Copy everything in the records below, from the line containing "outcrop in the photo above." down to the end of the records. Leave out the pictures.

※ ※ ※

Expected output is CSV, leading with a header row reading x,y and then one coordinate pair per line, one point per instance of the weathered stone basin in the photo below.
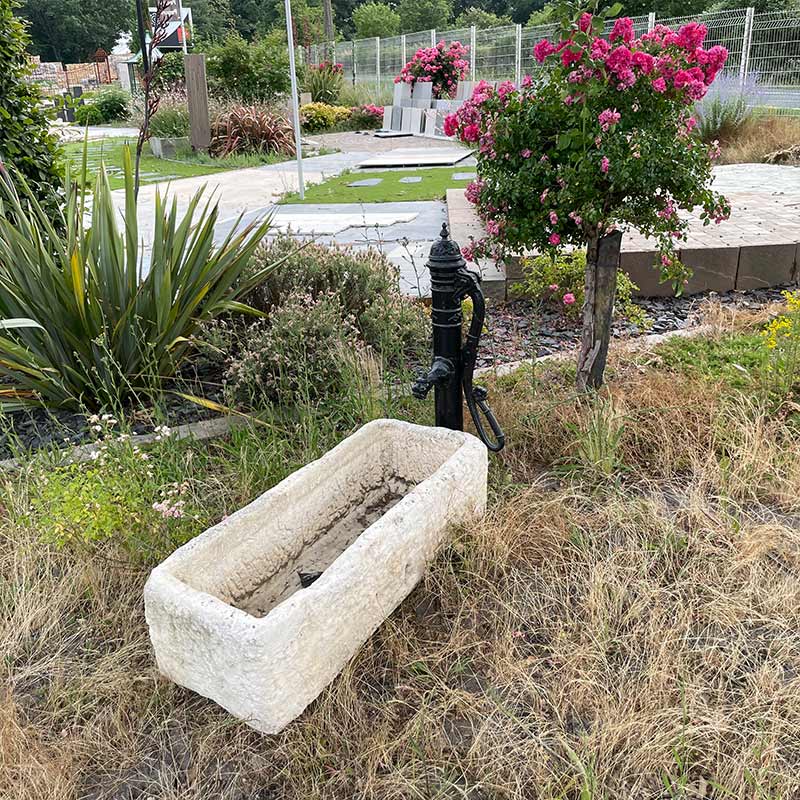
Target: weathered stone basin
x,y
229,614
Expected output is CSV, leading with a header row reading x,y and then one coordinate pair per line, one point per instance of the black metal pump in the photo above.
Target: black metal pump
x,y
453,361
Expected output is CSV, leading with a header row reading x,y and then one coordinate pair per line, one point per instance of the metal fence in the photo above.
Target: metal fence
x,y
763,51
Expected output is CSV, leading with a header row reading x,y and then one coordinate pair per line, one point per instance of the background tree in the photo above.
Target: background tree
x,y
73,30
420,15
480,19
603,141
25,141
212,18
375,19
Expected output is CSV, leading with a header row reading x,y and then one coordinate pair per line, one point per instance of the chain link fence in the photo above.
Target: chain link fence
x,y
763,52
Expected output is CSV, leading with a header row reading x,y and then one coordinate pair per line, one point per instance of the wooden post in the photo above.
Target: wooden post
x,y
194,66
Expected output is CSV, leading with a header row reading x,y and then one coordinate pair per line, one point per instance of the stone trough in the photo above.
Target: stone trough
x,y
262,611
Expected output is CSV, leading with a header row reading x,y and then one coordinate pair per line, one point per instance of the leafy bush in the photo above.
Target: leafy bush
x,y
113,102
322,117
88,114
171,121
25,138
254,72
297,356
324,82
375,19
560,281
364,282
251,129
81,328
170,76
441,65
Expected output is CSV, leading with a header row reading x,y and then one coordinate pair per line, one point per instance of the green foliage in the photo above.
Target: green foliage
x,y
73,30
88,114
113,102
375,19
316,117
25,140
552,279
364,283
170,75
324,82
480,19
249,130
250,73
81,328
721,117
170,121
419,15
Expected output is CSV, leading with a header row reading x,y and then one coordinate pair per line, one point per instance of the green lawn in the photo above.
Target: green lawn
x,y
435,182
109,151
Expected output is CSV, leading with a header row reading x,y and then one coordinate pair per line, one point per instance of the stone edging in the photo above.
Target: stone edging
x,y
639,343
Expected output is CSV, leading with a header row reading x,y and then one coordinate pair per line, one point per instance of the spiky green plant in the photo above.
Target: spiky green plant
x,y
85,321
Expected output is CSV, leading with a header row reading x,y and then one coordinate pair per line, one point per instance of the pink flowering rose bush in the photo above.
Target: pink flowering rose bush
x,y
601,140
441,65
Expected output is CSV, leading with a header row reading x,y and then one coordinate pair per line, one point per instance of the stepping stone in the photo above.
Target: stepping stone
x,y
367,182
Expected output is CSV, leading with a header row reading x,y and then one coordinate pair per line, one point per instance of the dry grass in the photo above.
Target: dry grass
x,y
759,137
622,631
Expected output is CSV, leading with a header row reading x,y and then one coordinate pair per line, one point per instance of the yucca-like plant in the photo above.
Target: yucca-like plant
x,y
84,321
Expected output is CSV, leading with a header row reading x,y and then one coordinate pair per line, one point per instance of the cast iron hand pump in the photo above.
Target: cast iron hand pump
x,y
454,364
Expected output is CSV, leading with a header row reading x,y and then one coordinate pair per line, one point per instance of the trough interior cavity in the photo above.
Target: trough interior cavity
x,y
253,560
329,544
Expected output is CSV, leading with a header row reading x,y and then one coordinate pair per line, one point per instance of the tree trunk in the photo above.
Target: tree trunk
x,y
602,263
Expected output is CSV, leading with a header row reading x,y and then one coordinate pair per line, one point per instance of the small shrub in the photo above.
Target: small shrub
x,y
442,65
171,121
113,102
364,282
324,82
256,72
322,117
560,281
251,129
294,358
25,138
88,114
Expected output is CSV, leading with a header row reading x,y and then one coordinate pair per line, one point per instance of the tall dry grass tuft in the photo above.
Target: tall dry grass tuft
x,y
760,136
625,635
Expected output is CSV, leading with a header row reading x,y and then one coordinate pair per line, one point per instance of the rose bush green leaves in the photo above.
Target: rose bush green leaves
x,y
603,138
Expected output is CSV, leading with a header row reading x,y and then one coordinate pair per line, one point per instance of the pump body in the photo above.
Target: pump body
x,y
453,355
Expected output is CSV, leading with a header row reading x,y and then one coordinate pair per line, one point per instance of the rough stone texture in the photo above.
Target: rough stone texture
x,y
266,670
765,265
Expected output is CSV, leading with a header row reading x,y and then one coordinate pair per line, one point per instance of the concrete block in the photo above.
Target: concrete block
x,y
239,615
642,270
765,265
714,268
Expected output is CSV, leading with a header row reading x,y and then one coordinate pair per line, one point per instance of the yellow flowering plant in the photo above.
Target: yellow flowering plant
x,y
782,338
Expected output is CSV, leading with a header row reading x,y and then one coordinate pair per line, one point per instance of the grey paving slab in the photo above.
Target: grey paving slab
x,y
366,182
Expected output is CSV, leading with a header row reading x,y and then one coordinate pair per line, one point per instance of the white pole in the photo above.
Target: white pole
x,y
182,29
295,104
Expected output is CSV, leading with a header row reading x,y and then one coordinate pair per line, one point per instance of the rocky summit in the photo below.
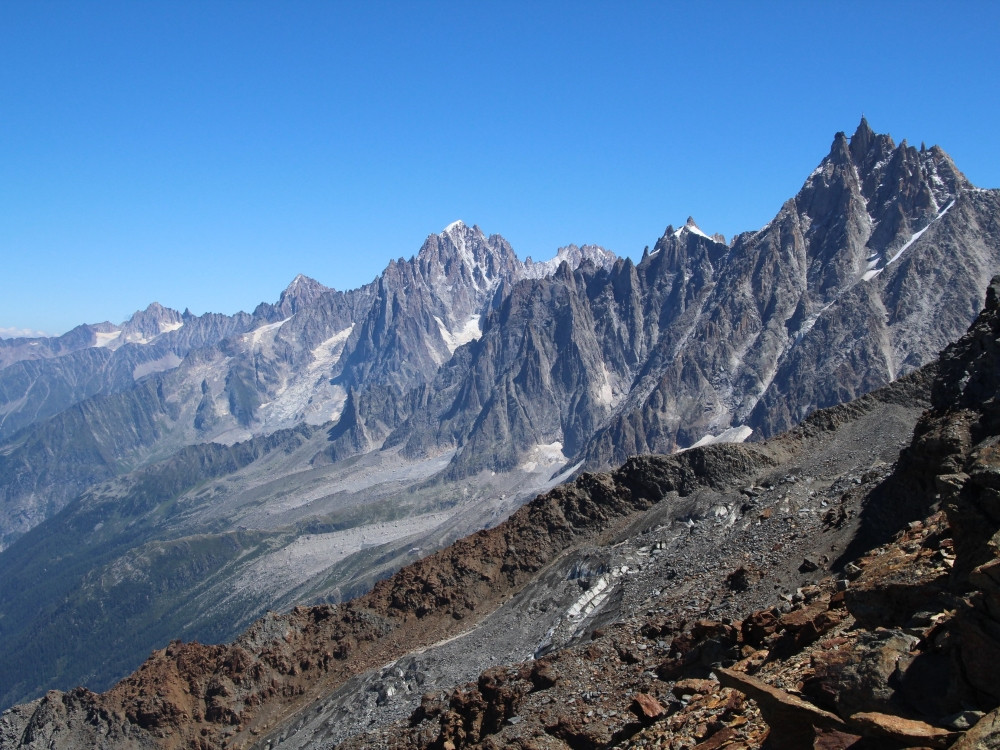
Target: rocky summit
x,y
186,477
847,599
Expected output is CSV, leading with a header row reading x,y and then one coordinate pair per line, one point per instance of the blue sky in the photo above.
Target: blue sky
x,y
201,154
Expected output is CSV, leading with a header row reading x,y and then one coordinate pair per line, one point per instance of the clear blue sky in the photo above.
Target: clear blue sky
x,y
201,154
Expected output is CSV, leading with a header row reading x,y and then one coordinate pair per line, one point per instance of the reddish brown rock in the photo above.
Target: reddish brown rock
x,y
907,732
647,708
793,721
694,686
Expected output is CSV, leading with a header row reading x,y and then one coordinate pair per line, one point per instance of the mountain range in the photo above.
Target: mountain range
x,y
179,475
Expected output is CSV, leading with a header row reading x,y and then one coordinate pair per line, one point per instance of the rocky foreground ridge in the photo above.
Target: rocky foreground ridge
x,y
745,643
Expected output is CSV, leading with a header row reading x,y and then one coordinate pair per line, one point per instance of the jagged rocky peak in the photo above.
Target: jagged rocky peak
x,y
141,328
301,292
461,251
571,254
898,184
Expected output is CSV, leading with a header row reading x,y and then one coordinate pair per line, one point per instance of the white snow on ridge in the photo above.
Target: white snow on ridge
x,y
916,235
470,331
257,333
544,454
106,339
167,362
732,435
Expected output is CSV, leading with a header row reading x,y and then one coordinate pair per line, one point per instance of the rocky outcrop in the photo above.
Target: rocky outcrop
x,y
464,354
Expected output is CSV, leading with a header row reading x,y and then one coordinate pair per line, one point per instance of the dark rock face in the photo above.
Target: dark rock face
x,y
863,276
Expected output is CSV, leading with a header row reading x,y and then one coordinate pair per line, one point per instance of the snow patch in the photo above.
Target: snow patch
x,y
167,362
470,331
916,235
732,435
596,595
258,333
543,454
106,339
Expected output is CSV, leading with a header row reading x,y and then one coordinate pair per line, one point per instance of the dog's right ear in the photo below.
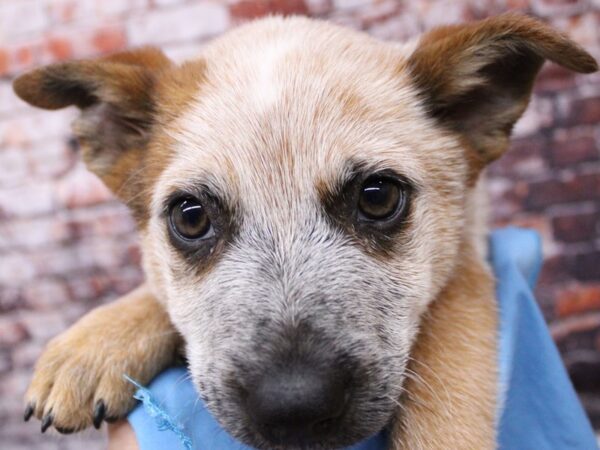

※ ※ ※

• [ANSWER TO THIS EXERCISE]
Expected output is CSV, leading with a header row reading x,y and then one coordinate pair per line, one point per instance of the rocky outcrop in the photo above.
Target: rocky outcrop
x,y
464,354
Expected output is CSV, leading with a header row reading x,y and then one coordinate pair per line, one point per instance of the dark rock face in the photo above.
Target: dark rock face
x,y
863,276
Expected output is CSV, leading with a header row reading x,y and then one coordinate pair per line, one point per instance of the snow patch in the photo above.
Target: snow patch
x,y
167,362
470,331
916,235
732,435
596,595
258,333
543,454
106,339
Expected output is CSV, leading with a header row reading x,y and then one coordinate pair per line, one point per instance of the dog's right ear in the photo below.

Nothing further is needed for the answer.